_Recorded data_.
[Start of section]

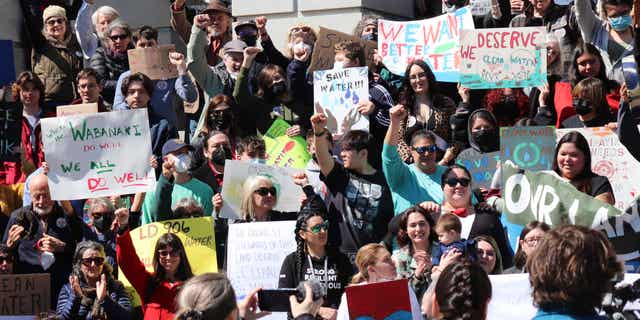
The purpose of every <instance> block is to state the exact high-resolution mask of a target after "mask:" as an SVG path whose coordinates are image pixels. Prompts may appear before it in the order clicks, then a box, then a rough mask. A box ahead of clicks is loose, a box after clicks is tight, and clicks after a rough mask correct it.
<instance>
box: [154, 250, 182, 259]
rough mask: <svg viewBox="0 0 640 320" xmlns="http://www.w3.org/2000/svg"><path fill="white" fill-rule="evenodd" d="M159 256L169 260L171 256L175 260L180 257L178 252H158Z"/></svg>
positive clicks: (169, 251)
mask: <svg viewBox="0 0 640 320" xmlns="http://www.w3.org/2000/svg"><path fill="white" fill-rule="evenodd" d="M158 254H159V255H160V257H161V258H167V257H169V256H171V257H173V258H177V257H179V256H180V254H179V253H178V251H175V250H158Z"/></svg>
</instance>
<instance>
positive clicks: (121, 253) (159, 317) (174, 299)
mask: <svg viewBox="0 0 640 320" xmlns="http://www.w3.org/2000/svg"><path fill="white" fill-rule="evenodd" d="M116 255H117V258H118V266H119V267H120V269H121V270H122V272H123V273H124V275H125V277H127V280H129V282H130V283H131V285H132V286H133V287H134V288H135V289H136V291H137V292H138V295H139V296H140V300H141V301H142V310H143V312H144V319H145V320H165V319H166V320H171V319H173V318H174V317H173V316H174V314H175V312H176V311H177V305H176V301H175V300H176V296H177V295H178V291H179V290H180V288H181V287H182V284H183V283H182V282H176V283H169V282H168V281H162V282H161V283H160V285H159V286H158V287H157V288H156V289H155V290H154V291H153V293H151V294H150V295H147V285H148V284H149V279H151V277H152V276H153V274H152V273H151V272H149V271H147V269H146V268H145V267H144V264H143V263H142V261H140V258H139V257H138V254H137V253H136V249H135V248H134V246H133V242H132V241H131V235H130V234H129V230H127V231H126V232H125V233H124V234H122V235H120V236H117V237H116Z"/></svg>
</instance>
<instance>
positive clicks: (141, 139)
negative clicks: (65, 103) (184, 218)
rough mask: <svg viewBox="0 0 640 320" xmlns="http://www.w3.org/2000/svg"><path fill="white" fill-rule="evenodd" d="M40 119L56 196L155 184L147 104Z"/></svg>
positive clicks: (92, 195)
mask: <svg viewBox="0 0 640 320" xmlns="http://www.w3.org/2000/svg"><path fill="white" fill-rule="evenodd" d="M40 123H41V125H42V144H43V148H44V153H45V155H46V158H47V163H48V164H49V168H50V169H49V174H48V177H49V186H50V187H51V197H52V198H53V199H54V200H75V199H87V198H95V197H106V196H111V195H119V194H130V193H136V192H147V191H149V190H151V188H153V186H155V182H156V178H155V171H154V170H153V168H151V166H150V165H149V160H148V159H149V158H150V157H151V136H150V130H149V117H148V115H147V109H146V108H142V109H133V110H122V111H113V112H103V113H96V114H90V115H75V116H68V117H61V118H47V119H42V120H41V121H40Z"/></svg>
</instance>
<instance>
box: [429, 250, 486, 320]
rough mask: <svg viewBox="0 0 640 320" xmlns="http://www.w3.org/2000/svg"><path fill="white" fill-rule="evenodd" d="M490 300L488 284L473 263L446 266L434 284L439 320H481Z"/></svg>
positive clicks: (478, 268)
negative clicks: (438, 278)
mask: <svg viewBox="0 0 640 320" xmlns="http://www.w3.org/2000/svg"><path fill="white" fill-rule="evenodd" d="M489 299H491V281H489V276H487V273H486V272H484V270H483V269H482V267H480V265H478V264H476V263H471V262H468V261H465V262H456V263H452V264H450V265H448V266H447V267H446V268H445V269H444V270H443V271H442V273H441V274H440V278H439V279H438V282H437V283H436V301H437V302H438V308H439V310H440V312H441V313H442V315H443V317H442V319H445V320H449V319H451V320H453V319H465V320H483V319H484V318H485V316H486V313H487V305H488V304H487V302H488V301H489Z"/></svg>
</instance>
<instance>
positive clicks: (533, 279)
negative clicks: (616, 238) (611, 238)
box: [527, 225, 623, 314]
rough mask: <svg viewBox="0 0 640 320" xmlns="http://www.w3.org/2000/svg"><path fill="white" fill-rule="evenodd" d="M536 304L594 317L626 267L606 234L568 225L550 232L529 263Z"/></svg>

[End of section]

_How to complete this task_.
Reproduce every one of the records above word for word, leaving out the pictures.

_Solved problem_.
The purpose of every <instance> block is to state the exact high-resolution mask of a target after "mask:" as an SVG path whose coordinates are image pixels. Prompts may appear before it in the order clicks, then a box, then a rough mask. A box ahead of clicks is loose, a box after clicks is tight, and clicks after a rough mask correct it.
<instance>
box: [154, 250, 182, 259]
rough mask: <svg viewBox="0 0 640 320" xmlns="http://www.w3.org/2000/svg"><path fill="white" fill-rule="evenodd" d="M159 256L169 260L171 256L175 260L180 257L178 252H158Z"/></svg>
positive clicks: (169, 251)
mask: <svg viewBox="0 0 640 320" xmlns="http://www.w3.org/2000/svg"><path fill="white" fill-rule="evenodd" d="M158 254H159V255H160V257H161V258H167V257H169V256H171V257H173V258H177V257H179V256H180V254H179V253H178V251H175V250H158Z"/></svg>
</instance>
<instance>
positive clicks: (121, 253) (159, 317) (174, 299)
mask: <svg viewBox="0 0 640 320" xmlns="http://www.w3.org/2000/svg"><path fill="white" fill-rule="evenodd" d="M116 255H117V258H118V266H119V267H120V269H121V270H122V272H123V273H124V275H125V277H127V280H129V282H130V283H131V285H132V286H133V287H134V288H135V289H136V291H137V292H138V295H139V296H140V300H141V301H142V310H143V312H144V319H145V320H165V319H166V320H171V319H173V318H174V317H173V316H174V314H175V312H176V311H177V305H176V301H175V300H176V296H177V295H178V291H179V290H180V288H181V287H182V284H183V283H182V282H176V283H169V282H168V281H162V282H161V283H160V285H159V286H158V287H157V288H156V289H155V290H154V291H153V293H151V294H150V295H147V285H148V284H149V279H151V277H152V276H153V274H152V273H151V272H149V271H147V269H146V268H145V267H144V264H143V263H142V261H140V258H139V257H138V254H137V253H136V249H135V248H134V246H133V242H132V241H131V235H130V234H129V230H127V231H126V232H125V233H124V234H122V235H120V236H117V237H116Z"/></svg>
</instance>
<instance>
positive clicks: (141, 139)
negative clicks: (65, 103) (184, 218)
rough mask: <svg viewBox="0 0 640 320" xmlns="http://www.w3.org/2000/svg"><path fill="white" fill-rule="evenodd" d="M40 119L56 196L155 184L147 104Z"/></svg>
positive clicks: (92, 195)
mask: <svg viewBox="0 0 640 320" xmlns="http://www.w3.org/2000/svg"><path fill="white" fill-rule="evenodd" d="M40 123H41V125H42V144H43V148H44V153H45V155H46V158H47V163H48V164H49V168H50V169H49V174H48V177H49V186H50V187H51V197H52V198H53V199H54V200H75V199H87V198H95V197H106V196H111V195H119V194H130V193H136V192H147V191H149V190H151V188H153V186H155V182H156V178H155V171H154V170H153V168H151V166H150V165H149V160H148V159H149V158H150V157H151V136H150V130H149V117H148V115H147V109H146V108H142V109H133V110H122V111H113V112H103V113H96V114H90V115H75V116H68V117H61V118H47V119H42V120H41V121H40Z"/></svg>
</instance>
<instance>
box: [429, 250, 486, 320]
rough mask: <svg viewBox="0 0 640 320" xmlns="http://www.w3.org/2000/svg"><path fill="white" fill-rule="evenodd" d="M490 300L488 284L473 263L446 266L434 284L439 320H481Z"/></svg>
positive clicks: (478, 268)
negative clicks: (438, 278)
mask: <svg viewBox="0 0 640 320" xmlns="http://www.w3.org/2000/svg"><path fill="white" fill-rule="evenodd" d="M489 299H491V281H489V276H487V273H486V272H484V270H483V269H482V267H480V265H478V264H476V263H471V262H468V261H465V262H456V263H452V264H450V265H448V266H447V267H446V268H445V269H444V270H443V271H442V273H441V274H440V278H439V279H438V282H437V283H436V301H437V302H438V308H439V310H440V312H441V313H442V315H443V317H442V319H445V320H449V319H451V320H453V319H465V320H483V319H484V318H485V316H486V313H487V305H488V304H487V302H488V301H489Z"/></svg>
</instance>
<instance>
positive clicks: (533, 279)
negative clicks: (616, 238) (611, 238)
box: [527, 225, 623, 314]
rough mask: <svg viewBox="0 0 640 320" xmlns="http://www.w3.org/2000/svg"><path fill="white" fill-rule="evenodd" d="M536 304L594 317L626 267L606 234L568 225L550 232L529 263Z"/></svg>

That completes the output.